Your task -
Rewrite the listing below with every "single dot" changed to "one dot" and nothing else altered. Leave the pictures out of your version.

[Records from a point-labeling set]
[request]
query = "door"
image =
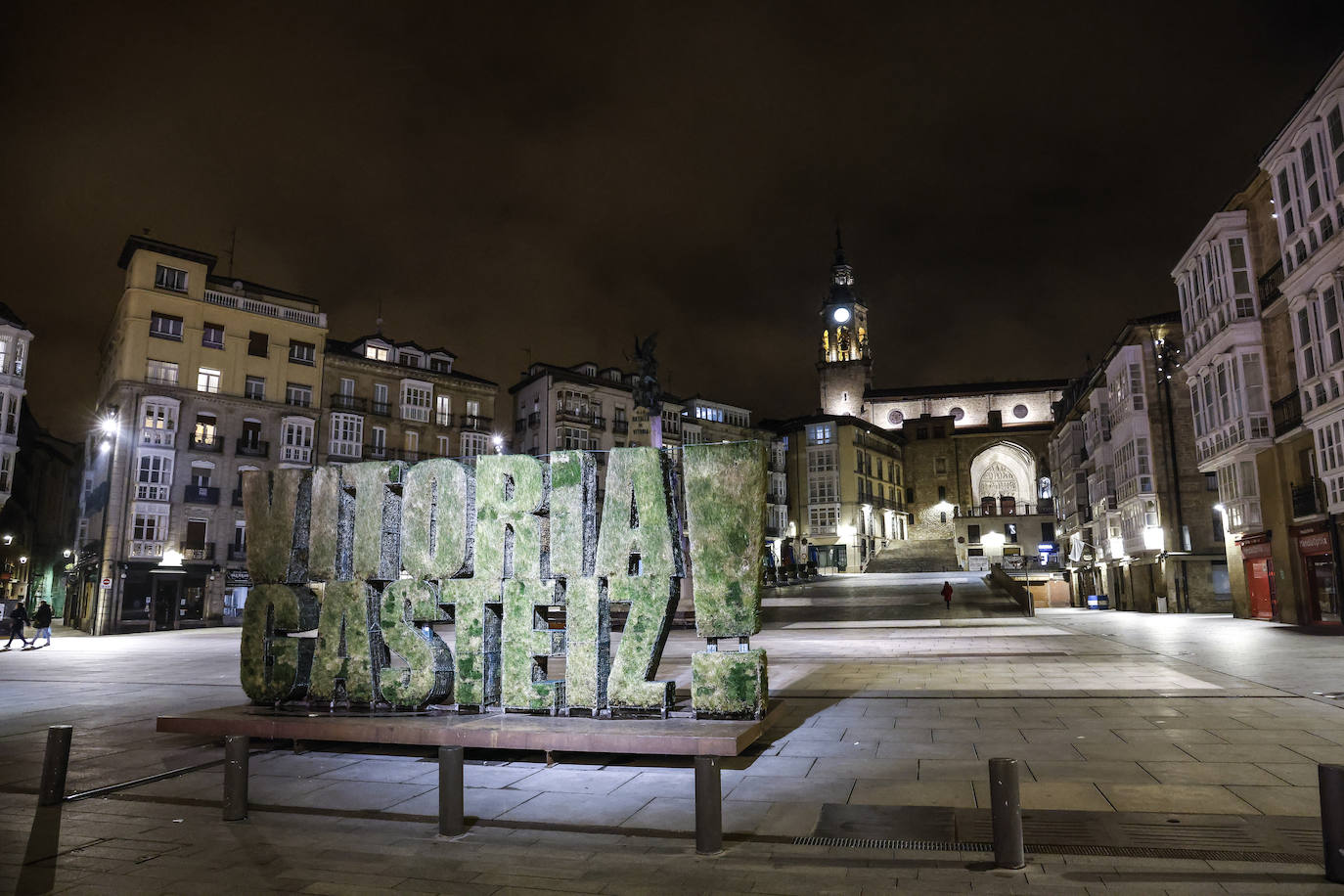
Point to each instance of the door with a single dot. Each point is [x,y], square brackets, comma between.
[1258,574]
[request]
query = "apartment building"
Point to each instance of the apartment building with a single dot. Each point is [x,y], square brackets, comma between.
[202,378]
[398,400]
[843,486]
[15,341]
[1135,510]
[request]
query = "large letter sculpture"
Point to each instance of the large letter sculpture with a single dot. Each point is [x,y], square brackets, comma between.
[356,565]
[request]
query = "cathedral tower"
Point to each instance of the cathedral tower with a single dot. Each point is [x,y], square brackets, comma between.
[844,363]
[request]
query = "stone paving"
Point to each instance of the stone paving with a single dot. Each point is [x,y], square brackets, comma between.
[895,715]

Solution to the problem -
[request]
query = "door"
image =
Point to each instance of the door with a one dot. Each point is [x,y], square brackets, comma between.
[1258,574]
[request]
query = "apartment building"
Point to each instance of the apartment building with a one dot. Each point is [x,y], square brackets, comma between.
[202,378]
[398,400]
[843,486]
[15,341]
[1135,510]
[request]
query = "large letter sculpture"
Point to each instance of the large letter sculpture with a one dot. Each point is [x,y], square brackets, comma between.
[356,565]
[request]
query = "cathedral tower"
Point to each instance of the cathedral tower with a one dot. Each point is [x,y], square brackets, comma between.
[844,363]
[request]
query = "stone paving"
Point to each instance of the stone paving with a one dot. Each point is [x,y], square brackets, comma between.
[895,715]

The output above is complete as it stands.